Tindakan Radikal untuk Menyelamatkan Ekosistem Mangrove Indonesia
Pada tahun 2022, saya mengunjungi Desa Lombonga, Kecamatan Balaesang, Kabupaten Donggala, Sulawesi Tengah, dalam rangka pendampingan masyarakat pascabencana. Desa yang berada di wilayah pesisir itu memiliki hutan mangrove yang cukup luas. Namun, suatu ketika, hadirlah investasi ke desa tersebut dalam wujud budidaya udang vaname dengan narasi penguatan ekonomi kerakyatan. Kehadiran investasi tambak intensif udang vaname ini mengharuskan adanya lahan yang dipersiapkan yang berada di lokasi mangrove.
Rayuan peningkatan ekonomi membuat masyarakat setempat, meskipun sebenarnya tidak semua sepakat, berbondong-bondong menyerahkan lahannya dan dengan sukarela melakukan penebangan terhadap mangrove yang sudah tumbuh bertahun-tahun. Belakangan, proyek budidaya udang tersebut tidak lagi berlanjut karena persoalan administrasi dan lain sebagainya. Namun, mangrove telah hancur. Apa mau dikata, investasi telah gagal dan mangrove di Desa Lombonga pun telah hilang.

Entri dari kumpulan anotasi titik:
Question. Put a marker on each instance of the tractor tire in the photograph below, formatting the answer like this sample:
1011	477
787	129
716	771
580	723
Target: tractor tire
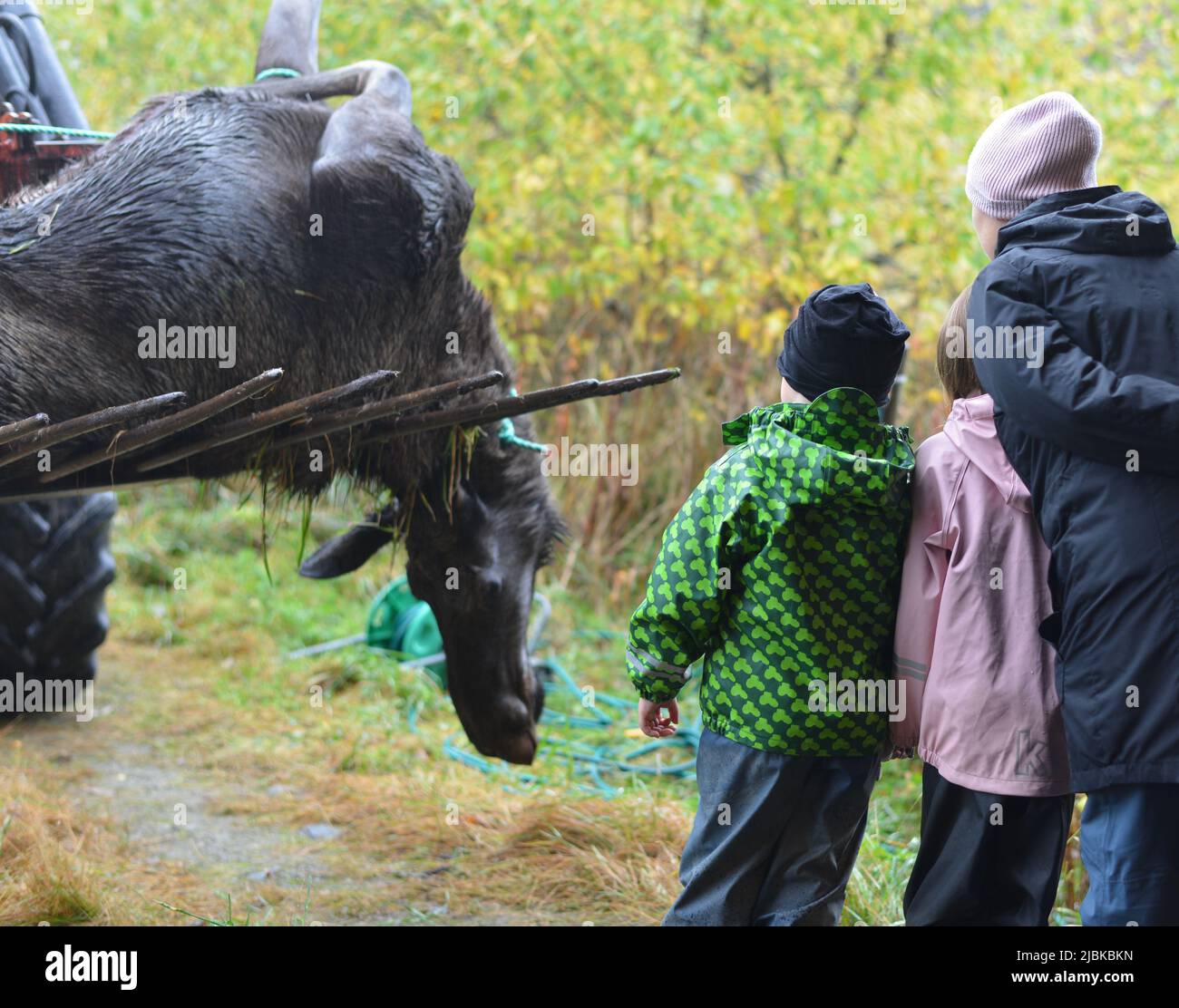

#### [PETUNJUK PENGERJAAN]
1 – Jawablah pertanyaan berikut berdasarkan teks tentang mangrove.
(a) Pada tahun berapa penulis mengunjungi Desa Lombonga?
(b) Budidaya apa yang datang ke desa itu sebagai investasi?
(c) Menurut teks, mengapa proyek budidaya tersebut tidak berlanjut?
2 – Lanjutkan teks tentang mangrove setelah kalimat terakhirnya.

#### [JAWABAN YANG DIHARAPKAN]
1 –
(a) Tahun 2022.
(b) Budidaya udang vaname dalam bentuk tambak intensif.
(c) Karena persoalan administrasi dan lain sebagainya.

2 –
Ini hanyalah salah satu kisah penghancuran mangrove yang pernah saya saksikan. Di berbagai wilayah lain di Indonesia, saya juga mendengar banyak kasus yang sama, dimana atas nama pengembangan ekonomi, jutaan hektare ekosistem mangrove dihancurkan. Saya menyebutnya ekosistem karena mangrove bukan hanya sebatas hutan atau pepohonan, melainkan rumah bagi berbagai spesies tumbuhan dan hewan. Kesehatan ekosistem mangrove sangat menentukan keberlangsungan hidup berbagai spesies yang hidup di dalam dan sekitarnya.
Degradasi Ekosistem Mangrove dan Berbagai Penyebabnya
Ada banyak sekali manfaat yang diberikan oleh hutan mangrove bagi kehidupan manusia, salah satunya sebagai pelindung dari bencana alam. Gempa Mapaga di Sulawesi Tengah merupakan salah satu bukti bagaimana mangrove telah menyelamatkan banyak manusia. Mangrove juga memiliki peran sebagai penyerap karbon dioksida (CO2) yang banyak dihasilkan oleh manusia. Namun sayangnya, mangrove yang telah menjadi pelindung itu justru dikhianati dengan ditebang.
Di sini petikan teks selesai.